→ How to complete this task
Would you transcribe all of the data exactly, down to the last character?

→ Data records
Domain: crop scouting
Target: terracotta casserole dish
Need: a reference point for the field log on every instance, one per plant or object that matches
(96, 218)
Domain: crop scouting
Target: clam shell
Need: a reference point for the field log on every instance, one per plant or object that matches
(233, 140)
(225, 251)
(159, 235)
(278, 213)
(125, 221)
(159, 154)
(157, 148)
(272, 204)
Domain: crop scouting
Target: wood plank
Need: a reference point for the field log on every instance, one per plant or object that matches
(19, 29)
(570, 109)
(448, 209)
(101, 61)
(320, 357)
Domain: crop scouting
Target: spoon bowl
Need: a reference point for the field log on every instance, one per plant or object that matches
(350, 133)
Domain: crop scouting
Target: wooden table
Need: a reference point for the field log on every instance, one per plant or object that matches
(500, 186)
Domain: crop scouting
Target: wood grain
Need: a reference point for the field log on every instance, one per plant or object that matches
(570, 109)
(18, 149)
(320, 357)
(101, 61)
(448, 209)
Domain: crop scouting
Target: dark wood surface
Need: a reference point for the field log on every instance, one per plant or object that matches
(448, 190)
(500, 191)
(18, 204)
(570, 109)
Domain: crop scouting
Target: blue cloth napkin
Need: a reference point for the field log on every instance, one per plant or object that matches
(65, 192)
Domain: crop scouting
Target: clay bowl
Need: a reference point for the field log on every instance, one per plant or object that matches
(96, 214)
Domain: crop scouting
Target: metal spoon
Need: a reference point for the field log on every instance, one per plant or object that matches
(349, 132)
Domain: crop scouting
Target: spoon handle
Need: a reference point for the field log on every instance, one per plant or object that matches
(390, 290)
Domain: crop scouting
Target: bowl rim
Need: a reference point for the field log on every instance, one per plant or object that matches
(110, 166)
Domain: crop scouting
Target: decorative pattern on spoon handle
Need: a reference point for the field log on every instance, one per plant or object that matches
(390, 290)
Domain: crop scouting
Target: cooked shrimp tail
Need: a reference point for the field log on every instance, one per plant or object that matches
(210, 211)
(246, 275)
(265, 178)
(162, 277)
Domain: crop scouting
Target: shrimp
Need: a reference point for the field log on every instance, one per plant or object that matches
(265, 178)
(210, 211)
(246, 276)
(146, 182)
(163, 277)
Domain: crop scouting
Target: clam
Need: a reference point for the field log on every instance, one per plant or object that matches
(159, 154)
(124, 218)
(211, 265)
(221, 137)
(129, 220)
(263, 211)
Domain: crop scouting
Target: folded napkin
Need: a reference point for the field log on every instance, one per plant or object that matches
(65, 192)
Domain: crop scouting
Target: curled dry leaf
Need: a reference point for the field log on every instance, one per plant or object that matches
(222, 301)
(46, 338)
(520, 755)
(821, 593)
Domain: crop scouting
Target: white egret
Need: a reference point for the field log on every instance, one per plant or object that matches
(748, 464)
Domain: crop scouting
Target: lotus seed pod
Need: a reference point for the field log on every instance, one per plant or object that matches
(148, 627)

→ Task output
Domain: crop scouting
Target: terracotta casserole dish
Need: a reference point for the field log on every instance, one per plant or object that matches
(96, 218)
Domain: crop scouting
Target: clam shell
Need: a reference point for the field log on every instance, one per plant or object that matches
(233, 140)
(225, 251)
(159, 235)
(278, 213)
(125, 221)
(159, 154)
(157, 148)
(272, 204)
Domain: crop scouting
Target: wood plank
Need: a reference point for the field log on every instance, one per plant or object that matches
(19, 29)
(570, 109)
(448, 209)
(101, 61)
(320, 357)
Domain: crop scouting
Target: spoon bowl
Need: a reference point for the field log on every instance, one per plant or object that matches
(350, 133)
Domain: crop scouting
Target: wooden table
Need: a reference point for the field log on every instance, one per plant or object that matches
(500, 186)
Domain: crop scouting
Target: wood grain
Need: a reference point for the field log on every instance, one per plant or object that matches
(570, 109)
(18, 149)
(320, 357)
(101, 61)
(448, 209)
Domain: crop scouting
Target: dark wood surface
Need: a reference point for the field log on every instance, one per plant or object that matches
(448, 190)
(500, 191)
(18, 204)
(570, 109)
Domain: crop scouting
Target: blue cloth napkin
Need: a reference point for the field log on every instance, one per plant or object that matches
(65, 192)
Domain: crop scouting
Target: clay bowl
Need: a reference point for the field log on every instance, one per plant or object that matches
(96, 214)
Domain: crop scouting
Target: metal spoon
Need: a reference point for the field log on every instance, one per plant or object that matches
(349, 132)
Domain: crop scouting
Target: spoon handle
Need: a reference point for the field log on every instance, one per plant or object that matches
(390, 290)
Domain: crop scouting
Target: bowl rim
Need: a reference point for the field log on every instance, one per plant or object that matches
(110, 166)
Domain: crop scouting
Target: decorative pattern on spoon handle
Need: a reference point for the field log on every instance, one per plant or object that matches
(390, 290)
Domain: crop scouting
Target: cooked shrimp tail
Need: a reference point for the field log on every instance, one per plant or object that matches
(210, 211)
(246, 275)
(265, 178)
(162, 277)
Domain: crop scouting
Target: shrimp
Need: a reference point for the field log on every instance, one per plant or object that matches
(265, 178)
(210, 211)
(246, 276)
(146, 182)
(163, 277)
Domain: crop scouting
Target: clam
Need: a reference point for the field log on every instance, one per plant or object that matches
(159, 154)
(124, 218)
(211, 265)
(221, 137)
(129, 220)
(263, 211)
Domain: crop scouting
Target: folded napkin
Need: a reference point for the field log on every instance, one per plant or object that matches
(65, 192)
Domain: crop scouting
Target: curled dry leaf
Need: a reference point for the field log on every instance, one per plant or object that matches
(222, 301)
(46, 338)
(520, 755)
(821, 593)
Domain: crop scouting
Target: white egret
Need: a reference point for the field log on every instance, one per plant or object that matches
(748, 464)
Domain: crop scouting
Target: lotus seed pod
Need: a reference point for the field log on every instance, one per plant or object that matches
(148, 627)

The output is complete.